■ SUPPLIED ENTRIES
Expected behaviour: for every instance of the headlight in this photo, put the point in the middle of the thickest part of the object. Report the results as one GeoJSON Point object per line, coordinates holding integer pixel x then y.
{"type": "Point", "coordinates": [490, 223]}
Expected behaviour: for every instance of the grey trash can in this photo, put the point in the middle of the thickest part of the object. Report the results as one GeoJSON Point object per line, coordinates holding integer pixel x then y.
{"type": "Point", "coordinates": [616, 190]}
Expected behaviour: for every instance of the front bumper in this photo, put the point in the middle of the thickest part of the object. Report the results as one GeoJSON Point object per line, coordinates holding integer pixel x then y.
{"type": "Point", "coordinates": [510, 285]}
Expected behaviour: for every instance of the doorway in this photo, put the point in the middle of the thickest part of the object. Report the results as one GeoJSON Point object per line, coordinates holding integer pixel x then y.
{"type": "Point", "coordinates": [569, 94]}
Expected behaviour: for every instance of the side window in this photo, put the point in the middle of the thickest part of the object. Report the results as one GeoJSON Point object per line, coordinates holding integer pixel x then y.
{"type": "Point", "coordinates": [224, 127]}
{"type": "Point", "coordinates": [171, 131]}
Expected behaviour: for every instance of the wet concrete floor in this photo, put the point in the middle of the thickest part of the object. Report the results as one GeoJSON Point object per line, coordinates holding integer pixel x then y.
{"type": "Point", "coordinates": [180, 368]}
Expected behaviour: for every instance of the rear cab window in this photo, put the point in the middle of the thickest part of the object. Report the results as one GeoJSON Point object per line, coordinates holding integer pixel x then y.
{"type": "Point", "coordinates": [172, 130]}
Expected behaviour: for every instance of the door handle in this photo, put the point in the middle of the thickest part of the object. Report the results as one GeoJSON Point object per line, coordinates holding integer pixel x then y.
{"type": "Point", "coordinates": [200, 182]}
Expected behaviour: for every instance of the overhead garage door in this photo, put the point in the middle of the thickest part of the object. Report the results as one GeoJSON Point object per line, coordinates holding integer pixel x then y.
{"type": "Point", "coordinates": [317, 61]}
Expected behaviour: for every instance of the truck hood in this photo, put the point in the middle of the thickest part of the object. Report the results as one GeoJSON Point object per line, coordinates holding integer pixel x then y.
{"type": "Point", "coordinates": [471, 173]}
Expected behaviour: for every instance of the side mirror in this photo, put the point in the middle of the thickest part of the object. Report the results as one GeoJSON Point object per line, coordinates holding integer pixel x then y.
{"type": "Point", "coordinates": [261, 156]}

■ EXERCISE OBJECTIVE
Every line from the one containing "Expected behaviour: for every instance of the overhead" to the final line of the listing above should be set down exactly, with nothing added.

■ FINISHED TASK
Expected behaviour: for every instance of the overhead garage door in this photo, put the point in the middle of the thickest part of the object. Report the results as one GeoJSON Point object per line, coordinates holding integer pixel x then y.
{"type": "Point", "coordinates": [317, 61]}
Expected behaviour: for every instance of the truck hood in this photo, put the point in the middle of the thickest part of the object. Report the results as one GeoJSON Point object per line, coordinates holding integer pixel x then y.
{"type": "Point", "coordinates": [471, 173]}
Expected behaviour: for every instance of the side mirror in this photo, put the point in the middle of the thickest part of the object. Report the results as one GeoJSON Point object per line, coordinates holding integer pixel x then y.
{"type": "Point", "coordinates": [261, 156]}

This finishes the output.